Data items:
** BEGIN **
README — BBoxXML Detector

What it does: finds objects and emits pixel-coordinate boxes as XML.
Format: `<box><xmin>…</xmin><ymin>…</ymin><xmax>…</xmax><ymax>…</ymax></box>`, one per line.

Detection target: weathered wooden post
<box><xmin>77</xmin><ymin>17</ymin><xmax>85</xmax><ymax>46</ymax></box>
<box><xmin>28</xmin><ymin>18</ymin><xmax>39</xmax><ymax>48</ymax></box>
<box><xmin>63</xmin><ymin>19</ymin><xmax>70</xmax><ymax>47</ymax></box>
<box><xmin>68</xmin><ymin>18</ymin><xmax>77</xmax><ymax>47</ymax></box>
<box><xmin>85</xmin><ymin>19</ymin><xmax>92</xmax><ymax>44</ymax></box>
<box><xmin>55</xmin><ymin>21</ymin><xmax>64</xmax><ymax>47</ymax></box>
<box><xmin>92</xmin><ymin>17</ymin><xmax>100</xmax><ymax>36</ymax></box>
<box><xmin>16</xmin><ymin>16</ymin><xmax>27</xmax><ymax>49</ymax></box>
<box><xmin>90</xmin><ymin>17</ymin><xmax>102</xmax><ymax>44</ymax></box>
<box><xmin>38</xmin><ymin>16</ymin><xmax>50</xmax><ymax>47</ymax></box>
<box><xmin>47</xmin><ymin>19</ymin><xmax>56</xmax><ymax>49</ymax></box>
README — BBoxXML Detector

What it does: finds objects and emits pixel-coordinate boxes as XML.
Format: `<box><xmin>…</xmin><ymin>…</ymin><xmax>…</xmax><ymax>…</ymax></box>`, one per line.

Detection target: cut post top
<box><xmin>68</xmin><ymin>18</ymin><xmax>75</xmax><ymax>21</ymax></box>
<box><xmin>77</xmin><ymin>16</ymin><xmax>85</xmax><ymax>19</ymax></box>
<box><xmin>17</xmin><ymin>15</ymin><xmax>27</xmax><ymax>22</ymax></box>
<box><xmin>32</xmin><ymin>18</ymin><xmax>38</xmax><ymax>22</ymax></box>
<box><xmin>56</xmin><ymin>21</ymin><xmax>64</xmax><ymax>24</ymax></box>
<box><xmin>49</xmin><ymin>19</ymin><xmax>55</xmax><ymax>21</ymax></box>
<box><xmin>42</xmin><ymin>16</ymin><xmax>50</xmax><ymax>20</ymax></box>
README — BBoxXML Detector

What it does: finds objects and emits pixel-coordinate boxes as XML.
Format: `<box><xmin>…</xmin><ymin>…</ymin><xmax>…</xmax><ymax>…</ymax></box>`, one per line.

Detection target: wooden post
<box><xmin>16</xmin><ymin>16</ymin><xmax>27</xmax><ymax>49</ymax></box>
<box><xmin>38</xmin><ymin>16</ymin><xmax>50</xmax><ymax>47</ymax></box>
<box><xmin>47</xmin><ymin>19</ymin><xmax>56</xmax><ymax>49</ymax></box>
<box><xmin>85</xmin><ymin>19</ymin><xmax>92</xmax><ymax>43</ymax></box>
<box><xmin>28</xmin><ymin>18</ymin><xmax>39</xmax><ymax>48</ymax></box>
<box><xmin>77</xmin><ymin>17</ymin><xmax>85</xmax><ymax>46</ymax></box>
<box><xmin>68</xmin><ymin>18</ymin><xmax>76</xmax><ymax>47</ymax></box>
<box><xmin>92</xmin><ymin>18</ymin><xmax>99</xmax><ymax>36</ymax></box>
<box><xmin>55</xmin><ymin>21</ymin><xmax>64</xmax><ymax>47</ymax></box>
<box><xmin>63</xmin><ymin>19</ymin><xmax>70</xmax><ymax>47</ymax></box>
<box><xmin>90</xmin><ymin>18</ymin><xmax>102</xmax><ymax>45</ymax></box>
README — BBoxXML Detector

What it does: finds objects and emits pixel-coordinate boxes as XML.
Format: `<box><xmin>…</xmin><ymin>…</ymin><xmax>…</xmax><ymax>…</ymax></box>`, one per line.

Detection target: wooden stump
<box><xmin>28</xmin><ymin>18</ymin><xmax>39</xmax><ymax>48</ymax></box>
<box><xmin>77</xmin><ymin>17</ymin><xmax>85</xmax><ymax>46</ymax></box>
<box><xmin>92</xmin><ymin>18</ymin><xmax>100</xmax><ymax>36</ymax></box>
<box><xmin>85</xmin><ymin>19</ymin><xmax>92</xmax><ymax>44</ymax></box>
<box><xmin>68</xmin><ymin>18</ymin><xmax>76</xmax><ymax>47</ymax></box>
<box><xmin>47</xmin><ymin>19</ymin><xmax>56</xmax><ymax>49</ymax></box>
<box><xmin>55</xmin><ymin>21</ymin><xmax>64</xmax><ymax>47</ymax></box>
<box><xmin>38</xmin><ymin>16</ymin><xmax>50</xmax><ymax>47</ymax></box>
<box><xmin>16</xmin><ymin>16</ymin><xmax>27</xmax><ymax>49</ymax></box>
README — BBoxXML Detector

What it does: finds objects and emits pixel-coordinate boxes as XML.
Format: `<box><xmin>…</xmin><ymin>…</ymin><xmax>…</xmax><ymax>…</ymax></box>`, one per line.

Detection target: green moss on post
** END **
▸ **Request**
Lay out these lines as a numbered list, leaving out the blank ones.

▸ **Answer below**
1. README — BBoxXML Detector
2. What it does: finds objects and emits pixel-coordinate boxes as XML.
3. Format: `<box><xmin>…</xmin><ymin>…</ymin><xmax>…</xmax><ymax>…</ymax></box>`, one per line.
4. Detection target: weathered wooden post
5. <box><xmin>77</xmin><ymin>17</ymin><xmax>85</xmax><ymax>46</ymax></box>
6. <box><xmin>28</xmin><ymin>18</ymin><xmax>39</xmax><ymax>48</ymax></box>
7. <box><xmin>63</xmin><ymin>19</ymin><xmax>70</xmax><ymax>47</ymax></box>
8. <box><xmin>68</xmin><ymin>18</ymin><xmax>77</xmax><ymax>47</ymax></box>
9. <box><xmin>85</xmin><ymin>19</ymin><xmax>92</xmax><ymax>44</ymax></box>
10. <box><xmin>55</xmin><ymin>21</ymin><xmax>64</xmax><ymax>47</ymax></box>
11. <box><xmin>92</xmin><ymin>17</ymin><xmax>100</xmax><ymax>36</ymax></box>
12. <box><xmin>16</xmin><ymin>16</ymin><xmax>27</xmax><ymax>49</ymax></box>
13. <box><xmin>90</xmin><ymin>17</ymin><xmax>102</xmax><ymax>44</ymax></box>
14. <box><xmin>38</xmin><ymin>16</ymin><xmax>50</xmax><ymax>47</ymax></box>
15. <box><xmin>47</xmin><ymin>19</ymin><xmax>56</xmax><ymax>49</ymax></box>
16. README — BBoxXML Detector
17. What it does: finds objects and emits pixel-coordinate boxes as XML.
18. Format: `<box><xmin>…</xmin><ymin>…</ymin><xmax>…</xmax><ymax>…</ymax></box>`, one per line.
19. Detection target: cut post top
20. <box><xmin>68</xmin><ymin>18</ymin><xmax>75</xmax><ymax>21</ymax></box>
21. <box><xmin>77</xmin><ymin>16</ymin><xmax>85</xmax><ymax>19</ymax></box>
22. <box><xmin>17</xmin><ymin>15</ymin><xmax>27</xmax><ymax>22</ymax></box>
23. <box><xmin>32</xmin><ymin>18</ymin><xmax>38</xmax><ymax>22</ymax></box>
24. <box><xmin>56</xmin><ymin>21</ymin><xmax>64</xmax><ymax>24</ymax></box>
25. <box><xmin>49</xmin><ymin>19</ymin><xmax>55</xmax><ymax>21</ymax></box>
26. <box><xmin>42</xmin><ymin>16</ymin><xmax>50</xmax><ymax>20</ymax></box>
27. README — BBoxXML Detector
28. What it does: finds objects and emits pixel-coordinate boxes as XML.
29. Format: `<box><xmin>…</xmin><ymin>…</ymin><xmax>…</xmax><ymax>…</ymax></box>`, one per line.
30. Detection target: wooden post
31. <box><xmin>16</xmin><ymin>16</ymin><xmax>27</xmax><ymax>49</ymax></box>
32. <box><xmin>38</xmin><ymin>16</ymin><xmax>50</xmax><ymax>47</ymax></box>
33. <box><xmin>47</xmin><ymin>19</ymin><xmax>56</xmax><ymax>49</ymax></box>
34. <box><xmin>85</xmin><ymin>19</ymin><xmax>92</xmax><ymax>43</ymax></box>
35. <box><xmin>28</xmin><ymin>18</ymin><xmax>39</xmax><ymax>48</ymax></box>
36. <box><xmin>77</xmin><ymin>17</ymin><xmax>85</xmax><ymax>46</ymax></box>
37. <box><xmin>68</xmin><ymin>18</ymin><xmax>76</xmax><ymax>47</ymax></box>
38. <box><xmin>92</xmin><ymin>18</ymin><xmax>99</xmax><ymax>36</ymax></box>
39. <box><xmin>55</xmin><ymin>21</ymin><xmax>64</xmax><ymax>47</ymax></box>
40. <box><xmin>63</xmin><ymin>19</ymin><xmax>70</xmax><ymax>47</ymax></box>
41. <box><xmin>90</xmin><ymin>18</ymin><xmax>102</xmax><ymax>45</ymax></box>
42. README — BBoxXML Detector
43. What it does: finds objects and emits pixel-coordinate boxes as XML.
44. Format: `<box><xmin>…</xmin><ymin>…</ymin><xmax>…</xmax><ymax>…</ymax></box>`, one per line.
45. Detection target: wooden stump
46. <box><xmin>28</xmin><ymin>18</ymin><xmax>39</xmax><ymax>48</ymax></box>
47. <box><xmin>77</xmin><ymin>17</ymin><xmax>85</xmax><ymax>46</ymax></box>
48. <box><xmin>92</xmin><ymin>18</ymin><xmax>100</xmax><ymax>36</ymax></box>
49. <box><xmin>85</xmin><ymin>19</ymin><xmax>92</xmax><ymax>44</ymax></box>
50. <box><xmin>68</xmin><ymin>18</ymin><xmax>76</xmax><ymax>47</ymax></box>
51. <box><xmin>47</xmin><ymin>19</ymin><xmax>56</xmax><ymax>49</ymax></box>
52. <box><xmin>55</xmin><ymin>21</ymin><xmax>64</xmax><ymax>47</ymax></box>
53. <box><xmin>38</xmin><ymin>16</ymin><xmax>50</xmax><ymax>47</ymax></box>
54. <box><xmin>16</xmin><ymin>16</ymin><xmax>27</xmax><ymax>49</ymax></box>
55. README — BBoxXML Detector
56. What it does: finds objects and emits pixel-coordinate boxes as XML.
57. Format: `<box><xmin>…</xmin><ymin>…</ymin><xmax>…</xmax><ymax>…</ymax></box>`, one per line.
58. Detection target: green moss on post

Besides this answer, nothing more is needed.